Rows from a dataset:
— Begin —

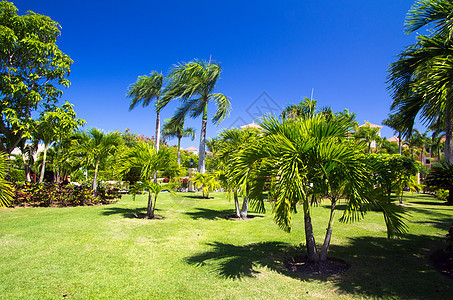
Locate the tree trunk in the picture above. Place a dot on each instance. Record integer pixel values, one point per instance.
(201, 149)
(448, 136)
(245, 207)
(236, 204)
(94, 186)
(312, 251)
(43, 167)
(179, 151)
(150, 209)
(325, 246)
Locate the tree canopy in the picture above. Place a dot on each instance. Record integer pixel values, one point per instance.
(32, 69)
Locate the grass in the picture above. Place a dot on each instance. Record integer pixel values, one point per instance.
(193, 252)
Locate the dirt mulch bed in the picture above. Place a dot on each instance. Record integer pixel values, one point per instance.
(249, 217)
(301, 265)
(443, 262)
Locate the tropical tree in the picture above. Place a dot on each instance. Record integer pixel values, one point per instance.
(96, 146)
(420, 80)
(194, 83)
(53, 127)
(393, 122)
(231, 143)
(368, 134)
(149, 161)
(6, 190)
(307, 161)
(305, 109)
(32, 69)
(172, 129)
(144, 91)
(207, 182)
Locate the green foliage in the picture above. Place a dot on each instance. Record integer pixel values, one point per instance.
(441, 177)
(31, 69)
(48, 194)
(441, 194)
(6, 190)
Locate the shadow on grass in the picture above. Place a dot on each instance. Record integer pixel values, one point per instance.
(380, 268)
(209, 214)
(130, 213)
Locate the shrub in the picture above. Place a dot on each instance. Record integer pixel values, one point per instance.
(49, 194)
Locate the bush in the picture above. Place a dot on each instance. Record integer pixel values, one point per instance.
(48, 194)
(442, 194)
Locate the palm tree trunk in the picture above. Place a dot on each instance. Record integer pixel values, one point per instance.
(157, 135)
(150, 209)
(43, 167)
(325, 246)
(245, 207)
(201, 149)
(96, 167)
(448, 136)
(310, 242)
(236, 204)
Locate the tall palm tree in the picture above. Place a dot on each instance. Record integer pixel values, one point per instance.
(305, 109)
(420, 81)
(194, 83)
(97, 146)
(310, 160)
(144, 91)
(145, 157)
(174, 129)
(6, 190)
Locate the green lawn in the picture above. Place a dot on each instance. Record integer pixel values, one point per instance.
(193, 252)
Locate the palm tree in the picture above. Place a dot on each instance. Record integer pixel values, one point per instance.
(6, 190)
(393, 121)
(194, 83)
(144, 91)
(308, 160)
(173, 129)
(305, 109)
(420, 81)
(230, 145)
(97, 146)
(145, 157)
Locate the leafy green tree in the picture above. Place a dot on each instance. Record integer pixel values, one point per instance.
(145, 90)
(230, 144)
(97, 146)
(441, 177)
(6, 190)
(54, 126)
(305, 109)
(420, 79)
(174, 129)
(393, 122)
(145, 157)
(308, 160)
(207, 182)
(194, 83)
(32, 68)
(368, 134)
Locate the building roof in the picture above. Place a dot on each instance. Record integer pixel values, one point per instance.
(393, 139)
(252, 125)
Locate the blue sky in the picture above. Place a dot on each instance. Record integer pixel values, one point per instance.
(285, 49)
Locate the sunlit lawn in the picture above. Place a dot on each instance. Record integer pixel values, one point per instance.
(193, 252)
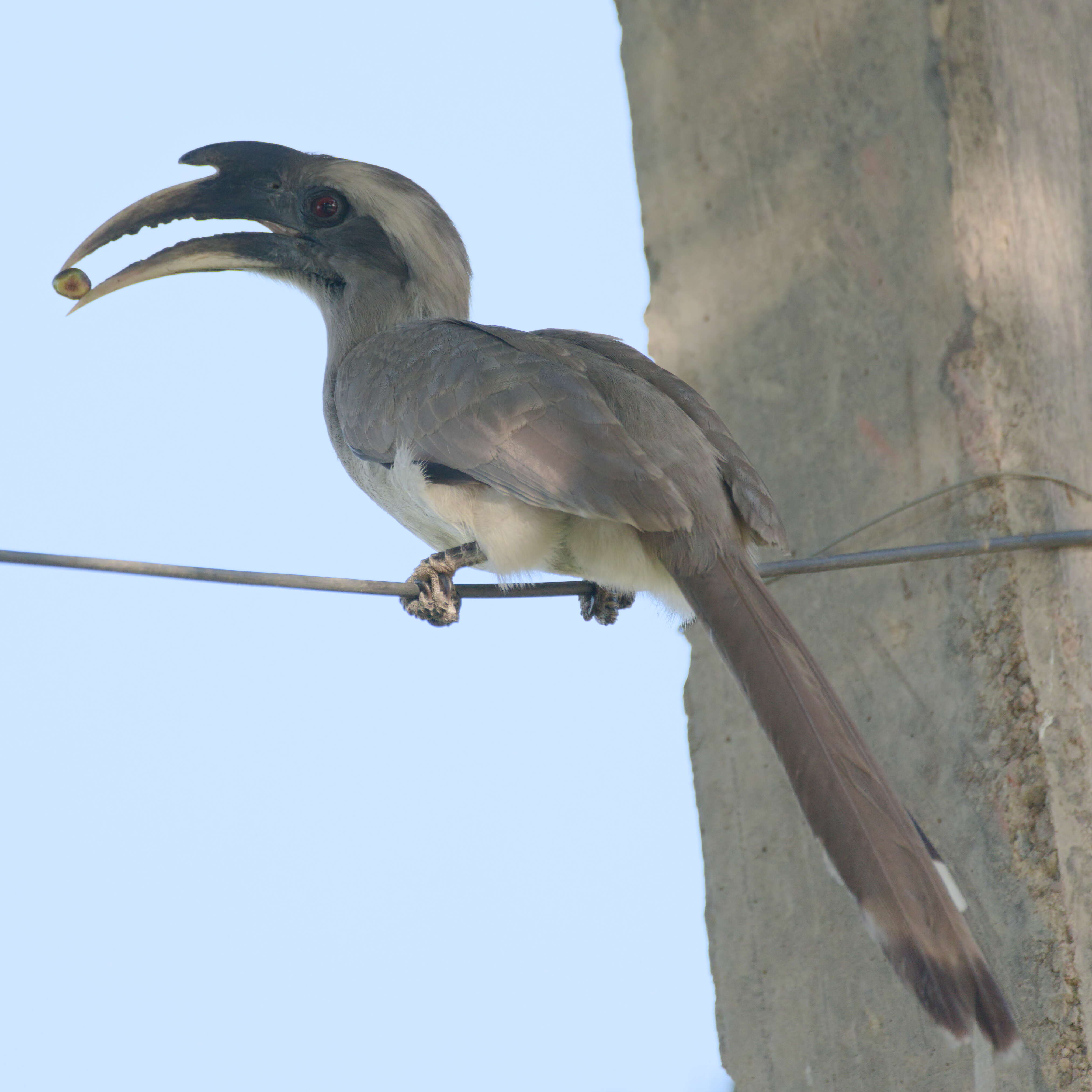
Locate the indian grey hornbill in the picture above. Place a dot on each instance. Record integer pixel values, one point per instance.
(564, 452)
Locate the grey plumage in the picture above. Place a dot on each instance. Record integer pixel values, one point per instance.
(569, 452)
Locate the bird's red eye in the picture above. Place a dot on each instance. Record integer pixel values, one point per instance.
(326, 207)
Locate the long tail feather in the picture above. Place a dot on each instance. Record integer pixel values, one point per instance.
(870, 837)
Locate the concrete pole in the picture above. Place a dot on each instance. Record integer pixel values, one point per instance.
(869, 226)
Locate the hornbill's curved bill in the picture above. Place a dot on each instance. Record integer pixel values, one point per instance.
(568, 452)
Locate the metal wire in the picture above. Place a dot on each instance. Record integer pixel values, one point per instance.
(969, 547)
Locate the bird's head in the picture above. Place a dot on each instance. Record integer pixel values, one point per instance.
(369, 246)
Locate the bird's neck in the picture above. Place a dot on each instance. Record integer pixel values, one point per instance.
(380, 302)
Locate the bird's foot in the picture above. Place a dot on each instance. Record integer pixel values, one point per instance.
(604, 604)
(437, 602)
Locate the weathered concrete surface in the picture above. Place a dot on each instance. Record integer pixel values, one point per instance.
(869, 233)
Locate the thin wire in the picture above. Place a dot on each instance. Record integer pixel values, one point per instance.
(978, 483)
(1052, 540)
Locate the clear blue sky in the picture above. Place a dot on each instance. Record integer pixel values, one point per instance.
(272, 840)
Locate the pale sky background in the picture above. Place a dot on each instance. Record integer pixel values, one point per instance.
(273, 840)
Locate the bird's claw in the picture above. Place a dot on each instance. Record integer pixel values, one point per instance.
(604, 604)
(437, 602)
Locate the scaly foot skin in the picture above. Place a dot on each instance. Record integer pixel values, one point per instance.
(438, 601)
(603, 605)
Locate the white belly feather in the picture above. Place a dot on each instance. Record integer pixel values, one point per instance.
(518, 538)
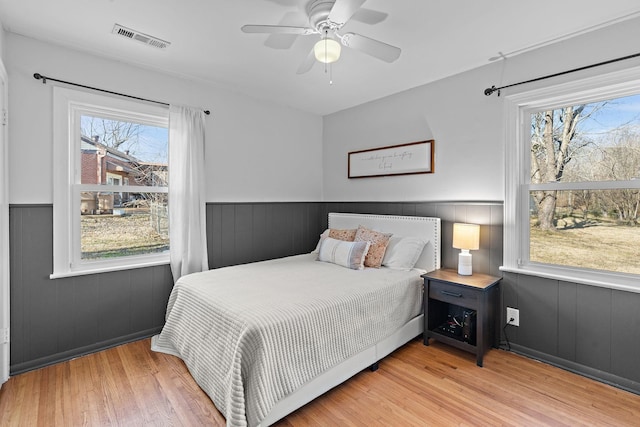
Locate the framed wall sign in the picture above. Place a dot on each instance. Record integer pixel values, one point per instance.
(403, 159)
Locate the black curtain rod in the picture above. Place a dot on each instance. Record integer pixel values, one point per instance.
(488, 91)
(44, 79)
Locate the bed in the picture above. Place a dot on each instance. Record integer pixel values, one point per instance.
(265, 338)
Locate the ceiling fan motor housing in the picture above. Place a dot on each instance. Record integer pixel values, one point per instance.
(318, 11)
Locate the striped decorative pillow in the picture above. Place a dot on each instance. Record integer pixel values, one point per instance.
(346, 254)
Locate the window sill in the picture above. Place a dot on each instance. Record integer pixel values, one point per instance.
(107, 269)
(620, 282)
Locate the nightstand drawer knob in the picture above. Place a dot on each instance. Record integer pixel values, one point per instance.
(451, 294)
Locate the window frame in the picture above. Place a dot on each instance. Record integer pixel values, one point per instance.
(517, 112)
(68, 106)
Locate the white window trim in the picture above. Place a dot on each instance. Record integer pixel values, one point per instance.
(517, 108)
(67, 105)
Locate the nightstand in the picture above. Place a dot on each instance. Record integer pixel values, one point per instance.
(462, 311)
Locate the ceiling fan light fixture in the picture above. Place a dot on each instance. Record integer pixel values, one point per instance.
(327, 50)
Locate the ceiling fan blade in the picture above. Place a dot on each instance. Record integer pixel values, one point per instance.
(372, 47)
(285, 41)
(277, 29)
(307, 64)
(369, 16)
(343, 10)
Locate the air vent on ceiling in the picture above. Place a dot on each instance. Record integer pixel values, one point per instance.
(141, 37)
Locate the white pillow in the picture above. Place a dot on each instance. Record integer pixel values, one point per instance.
(403, 252)
(346, 254)
(324, 235)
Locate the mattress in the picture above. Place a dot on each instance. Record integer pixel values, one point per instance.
(252, 334)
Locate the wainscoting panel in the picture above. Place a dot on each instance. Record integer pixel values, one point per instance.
(590, 330)
(55, 320)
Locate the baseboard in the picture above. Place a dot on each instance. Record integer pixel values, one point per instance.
(576, 368)
(30, 365)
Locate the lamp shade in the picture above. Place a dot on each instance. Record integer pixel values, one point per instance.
(327, 50)
(466, 236)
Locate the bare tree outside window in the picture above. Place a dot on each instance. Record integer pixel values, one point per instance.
(117, 153)
(595, 146)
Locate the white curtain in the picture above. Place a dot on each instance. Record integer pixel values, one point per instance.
(187, 217)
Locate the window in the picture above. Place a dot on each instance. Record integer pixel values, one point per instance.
(110, 184)
(572, 205)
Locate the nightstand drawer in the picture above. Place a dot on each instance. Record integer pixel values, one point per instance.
(453, 294)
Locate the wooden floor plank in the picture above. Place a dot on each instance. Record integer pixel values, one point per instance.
(416, 385)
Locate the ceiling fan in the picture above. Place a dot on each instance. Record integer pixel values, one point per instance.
(326, 18)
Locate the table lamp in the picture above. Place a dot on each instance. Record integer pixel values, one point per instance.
(466, 237)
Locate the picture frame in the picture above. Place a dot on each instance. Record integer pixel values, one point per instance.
(402, 159)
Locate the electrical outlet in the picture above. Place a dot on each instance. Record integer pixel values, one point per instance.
(513, 313)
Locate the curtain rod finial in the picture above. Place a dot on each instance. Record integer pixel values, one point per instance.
(39, 76)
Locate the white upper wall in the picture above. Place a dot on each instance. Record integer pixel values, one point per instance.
(255, 151)
(467, 126)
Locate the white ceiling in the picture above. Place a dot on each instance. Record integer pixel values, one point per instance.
(438, 38)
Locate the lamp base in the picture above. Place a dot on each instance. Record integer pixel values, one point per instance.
(465, 266)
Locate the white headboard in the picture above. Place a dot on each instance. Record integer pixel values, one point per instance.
(419, 226)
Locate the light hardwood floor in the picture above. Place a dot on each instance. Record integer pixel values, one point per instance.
(130, 385)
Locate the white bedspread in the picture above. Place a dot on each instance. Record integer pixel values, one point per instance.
(251, 334)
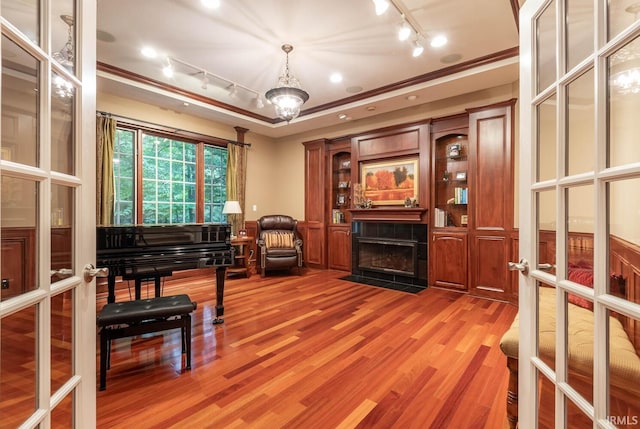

— End —

◆ BRIEF ◆
Rewrite the stretch from the line containing "Locate the white bedspread" through the last line as a JSON list of strings, one string per line, with blank lines and pictures left out.

◆ WRITTEN REPLY ◆
[
  "Locate the white bedspread in the picture above. Place a dot on each instance. Record integer pixel values, one point per instance.",
  "(251, 334)"
]